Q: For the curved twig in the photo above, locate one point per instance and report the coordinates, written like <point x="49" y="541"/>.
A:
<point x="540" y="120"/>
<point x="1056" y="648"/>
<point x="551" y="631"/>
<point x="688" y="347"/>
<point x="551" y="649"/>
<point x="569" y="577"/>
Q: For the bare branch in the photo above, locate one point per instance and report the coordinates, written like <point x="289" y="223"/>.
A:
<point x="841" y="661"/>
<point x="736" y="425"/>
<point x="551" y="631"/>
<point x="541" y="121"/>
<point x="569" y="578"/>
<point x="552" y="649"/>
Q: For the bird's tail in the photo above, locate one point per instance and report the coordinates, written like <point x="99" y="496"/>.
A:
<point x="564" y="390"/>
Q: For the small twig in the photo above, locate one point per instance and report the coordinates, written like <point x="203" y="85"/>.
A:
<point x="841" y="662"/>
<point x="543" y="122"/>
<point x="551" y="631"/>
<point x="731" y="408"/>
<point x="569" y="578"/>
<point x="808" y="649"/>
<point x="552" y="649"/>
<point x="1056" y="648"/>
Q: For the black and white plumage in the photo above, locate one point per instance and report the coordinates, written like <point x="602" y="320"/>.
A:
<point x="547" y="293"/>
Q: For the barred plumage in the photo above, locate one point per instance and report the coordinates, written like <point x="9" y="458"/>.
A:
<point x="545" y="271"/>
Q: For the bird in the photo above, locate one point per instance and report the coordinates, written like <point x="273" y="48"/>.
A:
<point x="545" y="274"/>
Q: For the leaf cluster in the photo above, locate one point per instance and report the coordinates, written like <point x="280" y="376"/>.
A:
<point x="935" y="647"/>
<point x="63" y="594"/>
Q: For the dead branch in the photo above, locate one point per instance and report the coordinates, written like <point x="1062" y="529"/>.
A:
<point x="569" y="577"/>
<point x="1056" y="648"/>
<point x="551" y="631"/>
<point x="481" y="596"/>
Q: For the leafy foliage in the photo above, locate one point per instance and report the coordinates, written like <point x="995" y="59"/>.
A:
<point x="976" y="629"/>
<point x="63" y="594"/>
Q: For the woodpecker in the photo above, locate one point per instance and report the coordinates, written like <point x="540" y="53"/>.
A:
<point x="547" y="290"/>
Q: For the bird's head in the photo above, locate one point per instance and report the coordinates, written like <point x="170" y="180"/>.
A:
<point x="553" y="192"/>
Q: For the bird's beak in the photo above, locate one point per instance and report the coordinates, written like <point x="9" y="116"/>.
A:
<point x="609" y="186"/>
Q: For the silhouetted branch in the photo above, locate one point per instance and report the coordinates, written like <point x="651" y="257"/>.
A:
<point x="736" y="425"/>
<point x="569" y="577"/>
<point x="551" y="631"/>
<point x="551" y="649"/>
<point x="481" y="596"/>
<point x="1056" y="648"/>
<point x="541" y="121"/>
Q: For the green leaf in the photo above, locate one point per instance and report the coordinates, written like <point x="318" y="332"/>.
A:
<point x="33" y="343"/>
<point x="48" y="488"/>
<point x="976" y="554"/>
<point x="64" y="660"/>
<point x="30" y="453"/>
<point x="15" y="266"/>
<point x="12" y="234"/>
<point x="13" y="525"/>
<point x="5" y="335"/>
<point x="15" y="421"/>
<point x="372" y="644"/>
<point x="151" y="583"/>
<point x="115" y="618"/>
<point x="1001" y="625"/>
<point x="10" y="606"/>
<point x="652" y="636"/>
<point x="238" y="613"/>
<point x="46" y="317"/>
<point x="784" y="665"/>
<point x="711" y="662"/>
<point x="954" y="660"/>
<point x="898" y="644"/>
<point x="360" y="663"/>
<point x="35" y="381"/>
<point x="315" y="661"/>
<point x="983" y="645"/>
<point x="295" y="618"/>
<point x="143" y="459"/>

# # # # # # #

* [The problem] Would you copy out each line exactly as written?

* [Task answer]
Q: For the curved twig in the photo above, locate one point per instance and report the coordinates, written like <point x="49" y="541"/>.
A:
<point x="540" y="120"/>
<point x="1056" y="648"/>
<point x="551" y="631"/>
<point x="688" y="347"/>
<point x="551" y="649"/>
<point x="569" y="577"/>
Q: For the bare branch in the photo above, locate one point per instance and report the coordinates, written like <point x="289" y="223"/>.
A:
<point x="841" y="661"/>
<point x="736" y="425"/>
<point x="551" y="631"/>
<point x="541" y="121"/>
<point x="569" y="578"/>
<point x="552" y="649"/>
Q: For the bird's tail in the photo above, locate one point per instance and report the coordinates, written like <point x="99" y="496"/>.
A:
<point x="564" y="390"/>
Q: For the small twig in the photo above, locate one point per instance and report the coordinates, written like <point x="203" y="85"/>.
A:
<point x="841" y="662"/>
<point x="543" y="122"/>
<point x="551" y="631"/>
<point x="731" y="408"/>
<point x="569" y="578"/>
<point x="808" y="649"/>
<point x="552" y="649"/>
<point x="1056" y="648"/>
Q: For the black and white plumage in the photo above, locate one point per instance and report the coordinates, written like <point x="602" y="320"/>.
A:
<point x="547" y="293"/>
Q: For the barred plumage in the photo above, locate one point per instance and report the coordinates, written like <point x="9" y="458"/>.
A:
<point x="545" y="271"/>
Q: For the bird in the photo above, locate one point per instance and report the coordinates, written like <point x="273" y="48"/>.
A:
<point x="545" y="274"/>
Q: For the leaf cluster in the photo above, locate one point per instance and report the coordinates, written like <point x="280" y="376"/>.
A:
<point x="935" y="647"/>
<point x="63" y="594"/>
Q: For the dead branch in the photo above, locate one point per instance and report the coordinates, written like <point x="1062" y="529"/>.
A:
<point x="569" y="577"/>
<point x="1056" y="648"/>
<point x="551" y="631"/>
<point x="481" y="596"/>
Q: For the leafy foliage in the photo above, locate one point per instance and report the coordinates, written like <point x="995" y="59"/>.
A:
<point x="976" y="629"/>
<point x="63" y="594"/>
Q: For the woodpecker in the photo above, locate one point per instance and report the coordinates, written like <point x="540" y="53"/>.
A:
<point x="547" y="290"/>
Q: For the bird's head in the photo above, locate one point per instance and report the coordinates, written like <point x="170" y="180"/>.
A:
<point x="553" y="192"/>
Q: For the bird's beak in the photo above, locate one point per instance and report the coordinates, written like <point x="9" y="116"/>.
A:
<point x="609" y="186"/>
Q: For the silhouetted branch in the photo above, locate one point per instance and report the coordinates, written like <point x="651" y="257"/>.
A:
<point x="736" y="425"/>
<point x="569" y="577"/>
<point x="551" y="631"/>
<point x="551" y="649"/>
<point x="481" y="596"/>
<point x="1056" y="648"/>
<point x="541" y="121"/>
Q: For the green leaf in the photo above, locate one point per instance and report the coordinates, written like <point x="318" y="332"/>.
A:
<point x="33" y="343"/>
<point x="48" y="488"/>
<point x="976" y="554"/>
<point x="64" y="660"/>
<point x="30" y="453"/>
<point x="15" y="266"/>
<point x="12" y="234"/>
<point x="13" y="525"/>
<point x="5" y="335"/>
<point x="15" y="421"/>
<point x="372" y="644"/>
<point x="151" y="583"/>
<point x="115" y="618"/>
<point x="1001" y="625"/>
<point x="10" y="606"/>
<point x="652" y="636"/>
<point x="238" y="613"/>
<point x="46" y="317"/>
<point x="784" y="665"/>
<point x="711" y="662"/>
<point x="954" y="660"/>
<point x="898" y="644"/>
<point x="360" y="663"/>
<point x="35" y="381"/>
<point x="315" y="661"/>
<point x="983" y="645"/>
<point x="295" y="618"/>
<point x="143" y="459"/>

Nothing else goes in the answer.